Location annotation dataset excerpts:
+---+

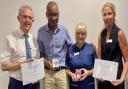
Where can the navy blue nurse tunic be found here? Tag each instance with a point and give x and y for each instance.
(81, 58)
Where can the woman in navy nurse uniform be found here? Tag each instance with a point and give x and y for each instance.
(80, 60)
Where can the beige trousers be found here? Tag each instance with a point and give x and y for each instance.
(55, 79)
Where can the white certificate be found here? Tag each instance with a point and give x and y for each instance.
(32, 71)
(104, 69)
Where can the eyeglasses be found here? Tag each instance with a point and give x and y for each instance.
(27, 17)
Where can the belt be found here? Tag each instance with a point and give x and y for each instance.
(58, 68)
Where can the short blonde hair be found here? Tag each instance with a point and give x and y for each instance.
(111, 6)
(81, 26)
(24, 7)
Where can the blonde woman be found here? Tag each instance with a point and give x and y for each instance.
(112, 45)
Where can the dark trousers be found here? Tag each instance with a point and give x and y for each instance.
(89, 86)
(15, 84)
(108, 85)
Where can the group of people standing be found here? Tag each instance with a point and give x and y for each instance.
(73, 67)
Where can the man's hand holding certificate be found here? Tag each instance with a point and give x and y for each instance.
(106, 70)
(32, 71)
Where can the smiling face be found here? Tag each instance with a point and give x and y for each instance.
(25, 19)
(108, 13)
(80, 34)
(52, 14)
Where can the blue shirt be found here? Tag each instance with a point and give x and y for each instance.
(52, 44)
(81, 58)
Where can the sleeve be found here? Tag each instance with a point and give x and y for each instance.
(40, 43)
(6, 54)
(93, 54)
(67, 63)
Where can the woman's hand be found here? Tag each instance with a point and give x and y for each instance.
(75, 77)
(84, 73)
(117, 82)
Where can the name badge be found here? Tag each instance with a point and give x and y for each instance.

+---+

### EXERCISE
The required output is the span of lines from the one containing "Where can the blue" to the last line, reproduced character for character.

### WRITTEN SOLUTION
Where can the blue shirt be found here? Tag each instance with a point and give x and y for each instance.
(52, 44)
(81, 58)
Where can the sleeve be found here? Tag each instance with a point and give x and y for each instance.
(40, 43)
(6, 54)
(93, 54)
(67, 63)
Where can the woman's hand be found here? Tag each instance with a point and give x and y for each instance.
(75, 77)
(84, 73)
(117, 82)
Where can the name badge be found here? Tag each instance with a point and give x and y for each instance.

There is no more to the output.